* **Task statement**: Output exactly the lines from the one containing "detect wood surface | bbox" to the last line of the material, inclusive, and nothing more.

***

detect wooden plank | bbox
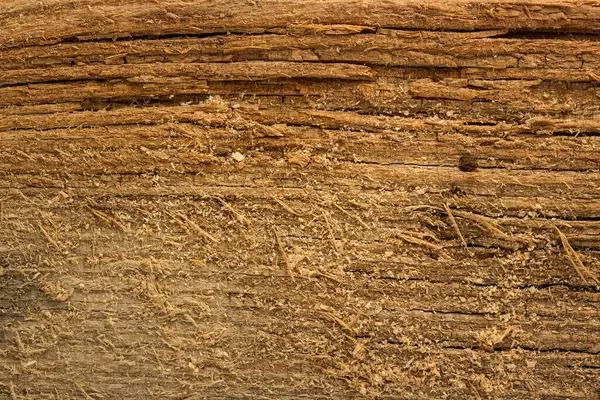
[1,1,599,399]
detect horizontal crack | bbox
[7,26,599,52]
[348,273,600,294]
[442,343,600,355]
[360,339,600,355]
[0,30,278,51]
[568,364,600,369]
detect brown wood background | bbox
[1,1,599,398]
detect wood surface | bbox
[1,1,599,399]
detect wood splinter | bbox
[273,227,295,281]
[554,225,599,285]
[443,203,468,249]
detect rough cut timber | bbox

***

* **Written solution**:
detect wood surface | bbox
[1,1,599,399]
detect wood splinter | bbox
[273,227,295,281]
[554,225,599,285]
[443,203,468,249]
detect rough cut timber | bbox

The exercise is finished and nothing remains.